▸ **Short exercise a**: Identify every file path that the following pull request thread on concurrency mentions, listing each path once.

Concurrency implementation using batch processor #106

berland · 2020-03-13T10:57:46Z

Very much work-in-progress.

berland · 2020-04-15T06:25:25Z

Code runs through test. Using concurrency on the test workloads leads to slow-down, the penalty of sending dataframes back and forth between Python processes outweighs the benefit from concurrency.

berland · 2020-04-15T07:56:55Z

Self-assessment, concurrent code is missing in add_from_runpathfile(), apply() and get_smry() in the ScratchEnsemble object.

There is no concurrent code in EnsembleSet. Paralellizing this has very little potential, assuming the there are always more realizations in an ensemble, than ensembles in an ensembleset.

asnyv · 2020-04-15T10:42:44Z

There is no concurrent code in EnsembleSet. Paralellizing this has very little potential, assuming the there are always more realizations in an ensemble, than ensembles in an ensembleset.

Flownet might be an exception to that assumption @anders-kiaer ?

anders-kiaer · 2020-04-15T11:21:21Z

Flownet might be an exception to that assumption @anders-kiaer ?

I actually think @wouterjdb did some test on concurrency earlier, using flownet + fmu-ensemble?

src/fmu/ensemble/__init__.py

wouterjdb · 2020-04-15T12:07:33Z

Self-assessment, concurrent code is missing in add_from_runpathfile(), apply() and get_smry() in the ScratchEnsemble object.

There is no concurrent code in EnsembleSet. Paralellizing this has very little potential, assuming the there are always more realizations in an ensemble, than ensembles in an ensembleset.

This holds for FlowNet just as well.

berland · 2020-04-16T06:16:14Z

This is now potentially done, ~~except for a Py27 blocker as it turned out I have used a Py3-only feature in a part of the code that is only to be run on Py3.~~

asnyv

Looks good 👍 Left some comments

src/fmu/ensemble/ensemble.py

tests/test_batch.py

tests/test_webviz_subsurface_testdata.py

berland · 2020-04-17T14:51:04Z

get_volumetric_rates() needs parallelization.

asnyv · 2020-05-20T11:07:08Z

src/fmu/ensemble/ensemble.py

+                loaded_reals = [
+                    executor.submit(
+                        ScratchRealization,
+                        realdir,
+                        realidxregexp=realidxregexp,
+                        autodiscovery=autodiscovery,
+                        batch=batch,
+                    ).result()
+                    for realdir in globbedpaths
+                ]


Not really concurrent, as the .result() waits for the subprocess to finish for each iteration. Should rather do something like below (which is how it is done in most of the rest of this PR, so this is probably just something you forgot to fix).

Suggested change

loaded_reals = [

executor.submit(

ScratchRealization,

realdir,

realidxregexp=realidxregexp,

autodiscovery=autodiscovery,

batch=batch,

).result()

for realdir in globbedpaths

]

reals_futures = [

executor.submit(

ScratchRealization,

realdir,

realidxregexp=realidxregexp,

autodiscovery=autodiscovery,

batch=batch,

)

Rows from a pointing dataset:
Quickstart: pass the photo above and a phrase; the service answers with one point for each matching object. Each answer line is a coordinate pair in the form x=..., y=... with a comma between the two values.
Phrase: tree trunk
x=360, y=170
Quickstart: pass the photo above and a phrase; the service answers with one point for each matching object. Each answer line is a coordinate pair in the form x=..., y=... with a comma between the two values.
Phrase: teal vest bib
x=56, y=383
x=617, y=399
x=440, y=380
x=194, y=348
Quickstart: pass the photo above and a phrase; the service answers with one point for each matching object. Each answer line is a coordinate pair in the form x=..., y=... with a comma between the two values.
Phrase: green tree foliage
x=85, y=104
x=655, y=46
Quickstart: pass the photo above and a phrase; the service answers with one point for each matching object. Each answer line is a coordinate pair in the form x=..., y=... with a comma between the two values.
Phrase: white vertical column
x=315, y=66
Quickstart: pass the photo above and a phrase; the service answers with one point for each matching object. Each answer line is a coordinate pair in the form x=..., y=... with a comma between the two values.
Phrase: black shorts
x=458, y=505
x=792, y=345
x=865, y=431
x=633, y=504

▸ **Short exercise b**: Recast each line of the pointing dataset listing above as a Markdown table with the columns Row and Line, omitting any blank lines.

▸ **Expected answer a**:
- src/fmu/ensemble/__init__.py
- src/fmu/ensemble/ensemble.py
- tests/test_batch.py
- tests/test_webviz_subsurface_testdata.py

▸ **Expected answer b**:
| Row | Line |
|---|---|
| 1 | Quickstart: pass the photo above and a phrase; the service answers with one point for each matching object. Each answer line is a coordinate pair in the form x=..., y=... with a comma between the two values. |
| 2 | Phrase: tree trunk |
| 3 | x=360, y=170 |
| 4 | Quickstart: pass the photo above and a phrase; the service answers with one point for each matching object. Each answer line is a coordinate pair in the form x=..., y=... with a comma between the two values. |
| 5 | Phrase: teal vest bib |
| 6 | x=56, y=383 |
| 7 | x=617, y=399 |
| 8 | x=440, y=380 |
| 9 | x=194, y=348 |
| 10 | Quickstart: pass the photo above and a phrase; the service answers with one point for each matching object. Each answer line is a coordinate pair in the form x=..., y=... with a comma between the two values. |
| 11 | Phrase: green tree foliage |
| 12 | x=85, y=104 |
| 13 | x=655, y=46 |
| 14 | Quickstart: pass the photo above and a phrase; the service answers with one point for each matching object. Each answer line is a coordinate pair in the form x=..., y=... with a comma between the two values. |
| 15 | Phrase: white vertical column |
| 16 | x=315, y=66 |
| 17 | Quickstart: pass the photo above and a phrase; the service answers with one point for each matching object. Each answer line is a coordinate pair in the form x=..., y=... with a comma between the two values. |
| 18 | Phrase: black shorts |
| 19 | x=458, y=505 |
| 20 | x=792, y=345 |
| 21 | x=865, y=431 |
| 22 | x=633, y=504 |